- Data records -
Start

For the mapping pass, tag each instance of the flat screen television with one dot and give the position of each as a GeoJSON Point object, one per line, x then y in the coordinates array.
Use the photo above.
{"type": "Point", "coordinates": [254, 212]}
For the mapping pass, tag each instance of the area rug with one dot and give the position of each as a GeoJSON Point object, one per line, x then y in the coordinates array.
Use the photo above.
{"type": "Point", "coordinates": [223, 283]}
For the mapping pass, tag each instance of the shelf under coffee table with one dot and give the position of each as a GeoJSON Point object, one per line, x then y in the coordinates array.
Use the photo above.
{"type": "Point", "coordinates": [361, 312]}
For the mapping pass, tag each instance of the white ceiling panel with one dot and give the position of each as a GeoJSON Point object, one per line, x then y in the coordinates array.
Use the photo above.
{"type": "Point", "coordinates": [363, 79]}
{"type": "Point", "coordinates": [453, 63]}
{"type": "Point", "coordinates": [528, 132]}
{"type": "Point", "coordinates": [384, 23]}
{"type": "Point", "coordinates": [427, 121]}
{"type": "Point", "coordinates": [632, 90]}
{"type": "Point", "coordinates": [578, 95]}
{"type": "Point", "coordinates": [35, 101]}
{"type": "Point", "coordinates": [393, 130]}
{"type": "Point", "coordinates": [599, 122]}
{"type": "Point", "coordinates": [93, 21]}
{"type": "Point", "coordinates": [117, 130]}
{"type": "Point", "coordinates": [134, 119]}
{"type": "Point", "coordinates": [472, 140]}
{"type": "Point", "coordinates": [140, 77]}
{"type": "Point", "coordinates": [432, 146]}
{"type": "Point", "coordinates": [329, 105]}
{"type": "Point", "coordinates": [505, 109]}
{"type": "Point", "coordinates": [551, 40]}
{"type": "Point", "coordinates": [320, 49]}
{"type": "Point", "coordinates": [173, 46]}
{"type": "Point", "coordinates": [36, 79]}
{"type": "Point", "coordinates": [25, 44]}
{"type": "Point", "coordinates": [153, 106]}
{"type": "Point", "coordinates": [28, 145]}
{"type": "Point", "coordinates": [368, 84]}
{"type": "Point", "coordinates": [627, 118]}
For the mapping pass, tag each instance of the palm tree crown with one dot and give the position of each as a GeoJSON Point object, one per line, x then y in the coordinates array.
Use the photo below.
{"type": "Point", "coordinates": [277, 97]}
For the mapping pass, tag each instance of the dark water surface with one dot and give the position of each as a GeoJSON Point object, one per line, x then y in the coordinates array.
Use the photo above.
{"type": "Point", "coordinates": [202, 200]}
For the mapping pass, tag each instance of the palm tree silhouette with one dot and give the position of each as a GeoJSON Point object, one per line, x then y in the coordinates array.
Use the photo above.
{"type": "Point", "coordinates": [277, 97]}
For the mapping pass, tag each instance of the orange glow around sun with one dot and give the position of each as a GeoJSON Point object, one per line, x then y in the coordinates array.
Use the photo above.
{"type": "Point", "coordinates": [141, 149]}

End

Update all of the entries above so that "mapping pass" becomes "labeling pass" wherever it appears. Leave everything else unchanged.

- Solution for this task -
For the labeling pass, tag each instance of the flat screen television with one dot and give the position of each as a GeoJSON Point object, one per line, x then y in the coordinates array.
Use the photo above.
{"type": "Point", "coordinates": [254, 212]}
For the labeling pass, tag each instance of the area rug with one dot and give the position of each as a GeoJSON Point object, one per line, x then y in the coordinates array.
Use the photo above.
{"type": "Point", "coordinates": [223, 283]}
For the labeling pass, tag each instance of the shelf under coffee table with one dot and give the position of each as a GeoJSON Point object, one per line, x then y in the coordinates array.
Use the photo above.
{"type": "Point", "coordinates": [361, 312]}
For the labeling pass, tag each instance of the white ceiling panel with one dot and give the position of each as a GeoJSON Point object, one per line, x then y in the coordinates array.
Use the photo above.
{"type": "Point", "coordinates": [363, 79]}
{"type": "Point", "coordinates": [453, 63]}
{"type": "Point", "coordinates": [528, 132]}
{"type": "Point", "coordinates": [384, 23]}
{"type": "Point", "coordinates": [427, 121]}
{"type": "Point", "coordinates": [632, 90]}
{"type": "Point", "coordinates": [578, 95]}
{"type": "Point", "coordinates": [35, 101]}
{"type": "Point", "coordinates": [393, 130]}
{"type": "Point", "coordinates": [599, 122]}
{"type": "Point", "coordinates": [93, 21]}
{"type": "Point", "coordinates": [117, 130]}
{"type": "Point", "coordinates": [134, 119]}
{"type": "Point", "coordinates": [472, 140]}
{"type": "Point", "coordinates": [140, 77]}
{"type": "Point", "coordinates": [432, 146]}
{"type": "Point", "coordinates": [329, 105]}
{"type": "Point", "coordinates": [505, 109]}
{"type": "Point", "coordinates": [551, 40]}
{"type": "Point", "coordinates": [320, 49]}
{"type": "Point", "coordinates": [173, 46]}
{"type": "Point", "coordinates": [36, 79]}
{"type": "Point", "coordinates": [25, 44]}
{"type": "Point", "coordinates": [153, 106]}
{"type": "Point", "coordinates": [28, 145]}
{"type": "Point", "coordinates": [368, 84]}
{"type": "Point", "coordinates": [627, 118]}
For the labeling pass, tag each instance of the palm tree crown with one dot and give the position of each as a GeoJSON Point object, one per line, x then y in the coordinates array.
Use the photo below.
{"type": "Point", "coordinates": [277, 97]}
For the labeling pass, tag each instance of the dark water surface with one dot and give the position of each as a GeoJSON Point object, one per line, x then y in the coordinates array.
Use the photo above.
{"type": "Point", "coordinates": [202, 200]}
For the labeling pass, tag each instance of the palm tree silhouette with one dot and give the position of each as a GeoJSON Point object, one per line, x then y in the coordinates array.
Use the photo above.
{"type": "Point", "coordinates": [277, 97]}
For the labeling pass, tag each instance of the orange glow around sun with one dot and give the position of each as a GeoJSON Point object, one per line, x then y in the coordinates array.
Use the photo above.
{"type": "Point", "coordinates": [141, 149]}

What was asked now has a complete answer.